▶ _Stated problem 1_:
Name each case the partial dissent on evidentiary sufficiency cites, with its citation as given.
▶ _Stated problem 2_:
Continue the partial dissent on evidentiary sufficiency after its final sentence.

(concurring in part and dissenting in part):
I concur with the lead opinion as to Issue I. However, after reviewing the record of trial I must respectfully disagree with the majority’s conclusion that the evidence was factually and legally insufficient to support the appellant’s conviction on Specification 2 of Charge III.
For factual sufficiency, the test for this Court is whether, after weighing the evidence in the record of trial and making allowances for not having personally observed the witnesses, we are convinced of the appellant’s guilt beyond a reasonable doubt. Turner, 25 M.J. at 325. For legal sufficiency, the test for this Court is whether after reviewing the evidence in the light most favorable to the government, we find that any rational trier of fact could have found essential elements of the crime beyond a reasonable doubt. Reed, 54 M.J. at 41. We must “assess the evidence in the entire record without regard to the findings reached by the trial court, and [we] must make [our] own independent determination as to whether the evidence constitutes proof of each required element beyond a reasonable doubt.” Washington, 57 M.J. at 399. In making this assessment, this Court is bound by the “admonition in Article 66(c), UCMJ, to take into account the fact that the trial court saw and heard the witnesses.” Id. Additionally, it is a familiar principle—often referred to in instructing court members— that they may believe all or any part of a witness’ testimony. United States v. Grandy, 11 M.J. 270, 274 (C.M.A.1981). Using these tests, I would affirm the appellant’s conviction for Specification 2 of Charge III.

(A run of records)
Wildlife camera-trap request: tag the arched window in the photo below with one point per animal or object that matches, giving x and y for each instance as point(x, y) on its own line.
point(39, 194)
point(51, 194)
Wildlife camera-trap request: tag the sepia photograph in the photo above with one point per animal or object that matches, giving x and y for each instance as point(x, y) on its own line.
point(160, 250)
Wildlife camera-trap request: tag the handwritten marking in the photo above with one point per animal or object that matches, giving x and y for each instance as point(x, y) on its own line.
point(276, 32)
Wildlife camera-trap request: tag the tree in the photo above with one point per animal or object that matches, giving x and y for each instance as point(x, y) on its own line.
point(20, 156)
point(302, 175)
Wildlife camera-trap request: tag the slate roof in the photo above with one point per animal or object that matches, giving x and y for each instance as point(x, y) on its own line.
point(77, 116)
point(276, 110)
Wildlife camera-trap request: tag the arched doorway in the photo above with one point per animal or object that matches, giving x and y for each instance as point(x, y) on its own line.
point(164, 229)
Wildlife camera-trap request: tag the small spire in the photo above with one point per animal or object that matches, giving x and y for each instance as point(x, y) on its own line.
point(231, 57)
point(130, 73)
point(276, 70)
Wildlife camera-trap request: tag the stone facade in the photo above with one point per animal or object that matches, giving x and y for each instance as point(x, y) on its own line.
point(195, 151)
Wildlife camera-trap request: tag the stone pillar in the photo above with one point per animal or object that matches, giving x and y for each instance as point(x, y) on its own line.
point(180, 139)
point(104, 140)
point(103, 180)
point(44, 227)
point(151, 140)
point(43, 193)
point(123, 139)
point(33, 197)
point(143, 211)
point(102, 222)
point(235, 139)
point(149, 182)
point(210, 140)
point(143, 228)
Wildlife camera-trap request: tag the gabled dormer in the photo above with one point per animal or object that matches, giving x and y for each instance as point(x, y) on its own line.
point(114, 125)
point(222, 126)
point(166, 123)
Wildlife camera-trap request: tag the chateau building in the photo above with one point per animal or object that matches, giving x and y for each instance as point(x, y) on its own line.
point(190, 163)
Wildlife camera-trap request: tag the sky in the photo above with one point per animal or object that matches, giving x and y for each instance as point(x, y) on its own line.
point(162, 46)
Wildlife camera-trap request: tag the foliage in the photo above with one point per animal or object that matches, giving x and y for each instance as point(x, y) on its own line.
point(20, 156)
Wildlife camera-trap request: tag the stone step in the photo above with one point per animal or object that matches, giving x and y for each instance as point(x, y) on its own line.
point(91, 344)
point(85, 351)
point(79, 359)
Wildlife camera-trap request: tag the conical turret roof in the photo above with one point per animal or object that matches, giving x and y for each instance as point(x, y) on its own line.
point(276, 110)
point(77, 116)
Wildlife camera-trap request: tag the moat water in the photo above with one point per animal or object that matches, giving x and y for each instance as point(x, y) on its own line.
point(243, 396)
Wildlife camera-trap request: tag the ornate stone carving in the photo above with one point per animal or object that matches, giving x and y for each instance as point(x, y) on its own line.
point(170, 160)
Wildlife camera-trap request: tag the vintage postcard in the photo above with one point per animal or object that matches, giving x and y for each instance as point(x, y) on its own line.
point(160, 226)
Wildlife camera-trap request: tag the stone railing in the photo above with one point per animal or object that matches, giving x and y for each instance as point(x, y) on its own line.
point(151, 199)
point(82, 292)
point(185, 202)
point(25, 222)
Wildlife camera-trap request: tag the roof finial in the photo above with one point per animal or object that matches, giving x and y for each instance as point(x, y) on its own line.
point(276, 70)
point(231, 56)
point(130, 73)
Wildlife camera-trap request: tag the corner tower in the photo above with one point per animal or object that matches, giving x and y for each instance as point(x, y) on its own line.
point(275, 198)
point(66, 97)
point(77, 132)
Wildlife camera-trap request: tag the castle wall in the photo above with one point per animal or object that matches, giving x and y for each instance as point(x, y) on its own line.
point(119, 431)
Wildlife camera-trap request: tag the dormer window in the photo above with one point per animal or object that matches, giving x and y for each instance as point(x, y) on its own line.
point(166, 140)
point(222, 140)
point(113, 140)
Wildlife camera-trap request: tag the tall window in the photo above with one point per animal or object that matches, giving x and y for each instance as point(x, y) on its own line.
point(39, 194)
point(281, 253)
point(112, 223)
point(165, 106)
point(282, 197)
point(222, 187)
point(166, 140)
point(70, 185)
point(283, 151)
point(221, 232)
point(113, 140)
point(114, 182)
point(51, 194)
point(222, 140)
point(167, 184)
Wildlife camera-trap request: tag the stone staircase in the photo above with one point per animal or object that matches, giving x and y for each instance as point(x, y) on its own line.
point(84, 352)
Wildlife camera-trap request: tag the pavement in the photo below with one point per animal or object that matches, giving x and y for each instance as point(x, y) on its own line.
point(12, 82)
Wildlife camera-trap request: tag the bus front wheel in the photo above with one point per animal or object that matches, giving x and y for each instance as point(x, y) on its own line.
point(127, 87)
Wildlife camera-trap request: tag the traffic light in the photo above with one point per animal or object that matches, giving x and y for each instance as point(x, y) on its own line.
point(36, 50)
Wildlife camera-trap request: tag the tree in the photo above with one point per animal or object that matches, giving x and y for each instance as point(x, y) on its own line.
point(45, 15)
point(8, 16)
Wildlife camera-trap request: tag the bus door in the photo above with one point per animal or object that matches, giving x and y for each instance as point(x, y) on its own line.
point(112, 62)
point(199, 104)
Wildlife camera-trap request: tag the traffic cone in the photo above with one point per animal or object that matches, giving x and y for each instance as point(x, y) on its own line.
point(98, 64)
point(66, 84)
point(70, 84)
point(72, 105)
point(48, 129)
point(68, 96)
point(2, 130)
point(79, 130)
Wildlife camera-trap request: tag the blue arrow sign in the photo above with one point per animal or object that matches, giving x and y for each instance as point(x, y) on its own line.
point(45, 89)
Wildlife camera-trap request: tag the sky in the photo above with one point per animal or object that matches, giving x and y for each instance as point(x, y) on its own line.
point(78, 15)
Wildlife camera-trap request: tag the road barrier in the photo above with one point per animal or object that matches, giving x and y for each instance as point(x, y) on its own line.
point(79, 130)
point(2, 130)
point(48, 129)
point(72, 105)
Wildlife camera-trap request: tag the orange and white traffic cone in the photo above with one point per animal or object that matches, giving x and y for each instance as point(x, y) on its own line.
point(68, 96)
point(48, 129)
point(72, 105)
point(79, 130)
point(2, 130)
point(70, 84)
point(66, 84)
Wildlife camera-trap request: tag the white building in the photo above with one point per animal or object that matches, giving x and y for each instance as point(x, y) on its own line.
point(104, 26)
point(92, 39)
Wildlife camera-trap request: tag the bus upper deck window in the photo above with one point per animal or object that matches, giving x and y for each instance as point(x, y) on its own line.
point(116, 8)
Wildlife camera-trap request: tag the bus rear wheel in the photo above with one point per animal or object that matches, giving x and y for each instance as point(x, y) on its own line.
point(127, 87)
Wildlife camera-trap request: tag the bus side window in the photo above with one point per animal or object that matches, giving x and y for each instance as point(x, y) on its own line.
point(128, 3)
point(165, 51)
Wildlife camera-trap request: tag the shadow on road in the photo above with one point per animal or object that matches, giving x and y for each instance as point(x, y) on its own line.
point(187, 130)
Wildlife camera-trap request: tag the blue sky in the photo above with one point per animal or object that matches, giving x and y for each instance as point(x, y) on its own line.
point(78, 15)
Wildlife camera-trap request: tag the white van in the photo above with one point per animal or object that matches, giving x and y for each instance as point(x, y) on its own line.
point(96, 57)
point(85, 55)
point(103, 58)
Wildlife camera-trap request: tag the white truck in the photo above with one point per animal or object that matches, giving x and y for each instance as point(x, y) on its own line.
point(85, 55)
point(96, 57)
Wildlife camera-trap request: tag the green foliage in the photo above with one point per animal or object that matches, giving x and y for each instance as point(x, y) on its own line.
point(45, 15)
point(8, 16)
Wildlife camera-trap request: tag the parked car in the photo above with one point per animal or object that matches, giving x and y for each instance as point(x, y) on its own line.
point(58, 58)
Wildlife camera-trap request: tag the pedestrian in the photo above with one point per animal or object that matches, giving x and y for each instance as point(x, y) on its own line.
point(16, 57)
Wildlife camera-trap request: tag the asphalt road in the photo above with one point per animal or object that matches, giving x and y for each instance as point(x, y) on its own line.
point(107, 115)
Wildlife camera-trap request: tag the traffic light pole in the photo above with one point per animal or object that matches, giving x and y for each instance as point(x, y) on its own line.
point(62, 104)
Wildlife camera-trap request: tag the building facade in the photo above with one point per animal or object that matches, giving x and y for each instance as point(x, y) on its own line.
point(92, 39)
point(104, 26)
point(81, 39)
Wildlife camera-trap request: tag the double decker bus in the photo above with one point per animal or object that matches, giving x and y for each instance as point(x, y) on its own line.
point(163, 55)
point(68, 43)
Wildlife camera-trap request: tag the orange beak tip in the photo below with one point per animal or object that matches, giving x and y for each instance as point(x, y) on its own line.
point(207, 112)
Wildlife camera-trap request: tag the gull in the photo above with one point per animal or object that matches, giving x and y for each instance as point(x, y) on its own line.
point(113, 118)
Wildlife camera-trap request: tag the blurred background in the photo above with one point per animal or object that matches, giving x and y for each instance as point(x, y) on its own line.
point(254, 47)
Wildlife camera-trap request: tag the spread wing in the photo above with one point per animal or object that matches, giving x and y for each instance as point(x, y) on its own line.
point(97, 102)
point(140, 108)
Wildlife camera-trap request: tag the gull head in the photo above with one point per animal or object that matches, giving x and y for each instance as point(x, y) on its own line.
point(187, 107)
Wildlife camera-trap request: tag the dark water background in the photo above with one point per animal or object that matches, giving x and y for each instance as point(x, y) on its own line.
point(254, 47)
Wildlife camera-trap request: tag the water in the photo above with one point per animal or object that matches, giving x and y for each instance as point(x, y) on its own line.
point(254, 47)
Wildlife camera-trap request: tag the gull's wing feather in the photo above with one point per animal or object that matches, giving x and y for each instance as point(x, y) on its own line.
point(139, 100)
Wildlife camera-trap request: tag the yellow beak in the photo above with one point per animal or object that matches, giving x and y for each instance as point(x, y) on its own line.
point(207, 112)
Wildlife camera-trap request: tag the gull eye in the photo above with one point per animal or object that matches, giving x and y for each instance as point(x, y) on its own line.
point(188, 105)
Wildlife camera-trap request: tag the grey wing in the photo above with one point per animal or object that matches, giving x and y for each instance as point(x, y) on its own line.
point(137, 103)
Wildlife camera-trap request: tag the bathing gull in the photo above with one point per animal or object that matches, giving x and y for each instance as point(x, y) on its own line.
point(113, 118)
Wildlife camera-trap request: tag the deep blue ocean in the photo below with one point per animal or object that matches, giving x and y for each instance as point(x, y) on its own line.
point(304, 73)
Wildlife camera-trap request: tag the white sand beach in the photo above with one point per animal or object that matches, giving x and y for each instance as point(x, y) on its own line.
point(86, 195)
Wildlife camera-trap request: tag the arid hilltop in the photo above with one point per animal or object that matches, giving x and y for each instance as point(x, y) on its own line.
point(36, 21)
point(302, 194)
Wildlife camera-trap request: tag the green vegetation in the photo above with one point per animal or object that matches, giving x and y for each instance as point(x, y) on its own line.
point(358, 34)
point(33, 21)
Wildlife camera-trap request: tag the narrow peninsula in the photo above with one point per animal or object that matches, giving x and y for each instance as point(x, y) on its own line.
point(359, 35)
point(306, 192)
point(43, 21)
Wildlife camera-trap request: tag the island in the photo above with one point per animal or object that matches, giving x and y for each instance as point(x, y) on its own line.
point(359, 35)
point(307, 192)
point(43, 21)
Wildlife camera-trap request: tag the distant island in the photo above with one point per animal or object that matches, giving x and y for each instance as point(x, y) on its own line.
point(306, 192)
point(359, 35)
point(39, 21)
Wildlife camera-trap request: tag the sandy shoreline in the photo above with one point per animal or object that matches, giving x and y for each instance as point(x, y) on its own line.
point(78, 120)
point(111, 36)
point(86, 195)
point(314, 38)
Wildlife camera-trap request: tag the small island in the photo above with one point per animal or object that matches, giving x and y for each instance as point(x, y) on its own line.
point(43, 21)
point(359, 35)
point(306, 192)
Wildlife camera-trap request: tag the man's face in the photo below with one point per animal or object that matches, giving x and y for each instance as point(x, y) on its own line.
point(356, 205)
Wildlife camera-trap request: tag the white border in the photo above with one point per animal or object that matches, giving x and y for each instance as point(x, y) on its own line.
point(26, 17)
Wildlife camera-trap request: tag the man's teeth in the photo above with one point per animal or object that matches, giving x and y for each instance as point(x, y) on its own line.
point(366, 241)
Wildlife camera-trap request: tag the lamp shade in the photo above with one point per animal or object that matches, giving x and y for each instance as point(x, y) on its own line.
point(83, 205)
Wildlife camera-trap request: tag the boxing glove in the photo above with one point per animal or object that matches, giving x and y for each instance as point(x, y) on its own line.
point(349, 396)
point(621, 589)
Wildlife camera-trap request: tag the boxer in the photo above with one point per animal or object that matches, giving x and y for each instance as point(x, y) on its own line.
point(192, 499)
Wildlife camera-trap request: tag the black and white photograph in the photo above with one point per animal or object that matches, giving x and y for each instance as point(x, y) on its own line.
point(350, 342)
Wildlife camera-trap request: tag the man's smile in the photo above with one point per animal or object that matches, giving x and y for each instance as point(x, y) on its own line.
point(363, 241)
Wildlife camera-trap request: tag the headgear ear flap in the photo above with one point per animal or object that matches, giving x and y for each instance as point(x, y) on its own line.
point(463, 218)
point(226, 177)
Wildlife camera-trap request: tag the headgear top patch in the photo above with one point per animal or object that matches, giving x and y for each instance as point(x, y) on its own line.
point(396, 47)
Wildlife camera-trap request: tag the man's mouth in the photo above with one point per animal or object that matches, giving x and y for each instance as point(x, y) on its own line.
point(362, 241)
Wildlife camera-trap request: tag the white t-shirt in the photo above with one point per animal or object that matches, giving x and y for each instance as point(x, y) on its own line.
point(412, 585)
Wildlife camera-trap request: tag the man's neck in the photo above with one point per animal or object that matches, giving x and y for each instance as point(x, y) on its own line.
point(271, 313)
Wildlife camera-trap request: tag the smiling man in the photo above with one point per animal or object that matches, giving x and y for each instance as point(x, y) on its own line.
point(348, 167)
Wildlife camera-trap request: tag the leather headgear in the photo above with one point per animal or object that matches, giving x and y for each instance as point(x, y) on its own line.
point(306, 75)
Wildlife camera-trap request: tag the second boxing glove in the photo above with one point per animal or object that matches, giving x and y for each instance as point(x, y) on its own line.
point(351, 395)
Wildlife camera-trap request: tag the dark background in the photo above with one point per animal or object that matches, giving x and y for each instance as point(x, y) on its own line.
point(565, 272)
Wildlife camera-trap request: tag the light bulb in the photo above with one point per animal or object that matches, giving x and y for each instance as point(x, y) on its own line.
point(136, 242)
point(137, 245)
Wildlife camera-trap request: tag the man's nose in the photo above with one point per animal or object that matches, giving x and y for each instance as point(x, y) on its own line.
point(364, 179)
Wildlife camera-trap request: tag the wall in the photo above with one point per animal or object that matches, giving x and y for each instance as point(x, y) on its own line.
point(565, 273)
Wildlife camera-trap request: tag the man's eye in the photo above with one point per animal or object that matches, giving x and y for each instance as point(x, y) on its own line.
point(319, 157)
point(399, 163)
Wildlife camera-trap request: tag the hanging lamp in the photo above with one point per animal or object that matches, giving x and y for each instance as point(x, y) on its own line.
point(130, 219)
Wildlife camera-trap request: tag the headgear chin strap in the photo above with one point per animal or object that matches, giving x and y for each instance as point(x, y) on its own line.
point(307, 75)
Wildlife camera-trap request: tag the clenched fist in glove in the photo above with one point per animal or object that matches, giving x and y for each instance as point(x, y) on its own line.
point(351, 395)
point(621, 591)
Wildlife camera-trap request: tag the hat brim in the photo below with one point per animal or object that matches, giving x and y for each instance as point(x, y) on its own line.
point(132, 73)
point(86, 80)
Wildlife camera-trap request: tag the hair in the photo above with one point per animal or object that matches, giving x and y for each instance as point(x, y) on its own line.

▶ _Exercise result 1_:
- Turner, 25 M.J. at 325
- Reed, 54 M.J. at 41
- Washington, 57 M.J. at 399
- United States v. Grandy, 11 M.J. 270, 274 (C.M.A.1981)

▶ _Exercise result 2_:
In the instant case, the appellant was charged with wrongfully using psiloeyn. After finding that the government had not proven beyond a reasonable doubt that the appellant actually used psiloeyn, the military judge found the appellant guilty as a principal under Article 77, UCMJ. The government’s evidence on this specification consisted primarily of the testimony of Amn Hazen. She testified that she consumed an entire baggie of mushrooms that she found on a desk in the appellant’s room. She also testified that she was alone at the time with the appellant and that the appellant had a single room.
While the majority opinion is quick to point out that at trial Amn Hazen testified that she could not remember a lot of details about the evening she used the mushrooms, there are several other details that cause me to agree with the findings of the military judge. First, Amn Hazen had a motive to lie because she and the appellant were good friends at the time of the trial. In fact, during the charged time frame, the two were dating and she testified that the appellant is now like a brother to her. She also stated that she spent two hours visiting the appellant the Sunday before his trial started. Even though Amn Hazen stated she was not trying to protect the appellant, she also stated that she did not want to testify.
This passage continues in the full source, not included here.